The task >>
Do not include the pictures; repeat the rest of the data exactly.

[Entries from a dataset]
_ _ _ _ _ _ _

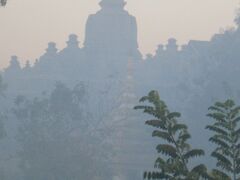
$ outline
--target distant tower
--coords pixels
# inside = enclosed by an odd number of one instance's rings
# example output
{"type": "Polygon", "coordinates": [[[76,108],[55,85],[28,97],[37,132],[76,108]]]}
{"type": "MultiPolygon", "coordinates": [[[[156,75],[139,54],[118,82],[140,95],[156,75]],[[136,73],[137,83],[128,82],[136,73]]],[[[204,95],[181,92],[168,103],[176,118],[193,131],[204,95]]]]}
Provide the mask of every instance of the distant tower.
{"type": "MultiPolygon", "coordinates": [[[[49,68],[52,68],[54,60],[57,57],[57,48],[56,43],[49,42],[46,52],[39,58],[37,66],[43,68],[46,71],[49,68]]],[[[42,69],[42,70],[43,70],[42,69]]]]}
{"type": "Polygon", "coordinates": [[[177,45],[176,39],[170,38],[168,40],[168,44],[166,45],[166,52],[173,53],[173,54],[178,52],[178,45],[177,45]]]}
{"type": "Polygon", "coordinates": [[[130,56],[141,59],[136,19],[124,10],[126,2],[102,0],[99,5],[101,10],[89,16],[85,32],[86,57],[96,66],[92,71],[124,68],[130,56]]]}
{"type": "MultiPolygon", "coordinates": [[[[135,95],[135,80],[133,61],[129,59],[127,64],[127,76],[123,81],[121,93],[116,99],[118,105],[110,112],[104,124],[111,132],[107,141],[113,146],[112,168],[114,180],[140,179],[141,173],[150,165],[146,159],[149,157],[147,151],[151,147],[144,141],[148,137],[145,125],[139,120],[139,113],[133,108],[138,103],[135,95]]],[[[149,161],[151,162],[151,161],[149,161]]]]}
{"type": "Polygon", "coordinates": [[[76,34],[70,34],[67,45],[69,48],[79,48],[78,36],[76,34]]]}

_ _ _ _ _ _ _

Output of the task >>
$ outline
--target distant tower
--coords pixels
# inside = enclosed by an odd number of one instance's rings
# example output
{"type": "Polygon", "coordinates": [[[76,108],[55,85],[28,97],[37,132],[76,108]]]}
{"type": "MultiPolygon", "coordinates": [[[[156,75],[139,54],[118,82],[140,95],[156,75]],[[136,73],[137,83],[128,82],[136,73]]],[[[204,95],[181,92],[168,103],[176,118],[193,131],[204,95]]]]}
Provide the mask of every instance of the distant tower.
{"type": "MultiPolygon", "coordinates": [[[[49,68],[52,68],[54,60],[57,57],[57,48],[56,43],[49,42],[46,52],[39,58],[37,66],[43,68],[46,71],[49,68]]],[[[42,69],[42,70],[43,70],[42,69]]]]}
{"type": "Polygon", "coordinates": [[[177,45],[176,39],[170,38],[168,40],[168,44],[166,45],[166,52],[173,53],[173,54],[178,52],[178,45],[177,45]]]}
{"type": "Polygon", "coordinates": [[[130,56],[141,59],[136,19],[124,10],[126,2],[102,0],[99,5],[101,10],[89,16],[85,32],[86,57],[96,66],[92,71],[124,68],[130,56]]]}
{"type": "MultiPolygon", "coordinates": [[[[135,95],[135,80],[133,61],[129,59],[127,64],[127,76],[123,81],[121,93],[116,99],[118,105],[110,112],[104,124],[111,132],[107,141],[113,146],[112,168],[114,180],[140,179],[141,173],[150,165],[146,159],[149,157],[147,151],[151,147],[144,141],[148,137],[145,125],[139,120],[139,113],[133,108],[138,103],[135,95]]],[[[149,161],[151,162],[151,161],[149,161]]]]}
{"type": "Polygon", "coordinates": [[[76,34],[70,34],[67,45],[69,48],[79,48],[78,36],[76,34]]]}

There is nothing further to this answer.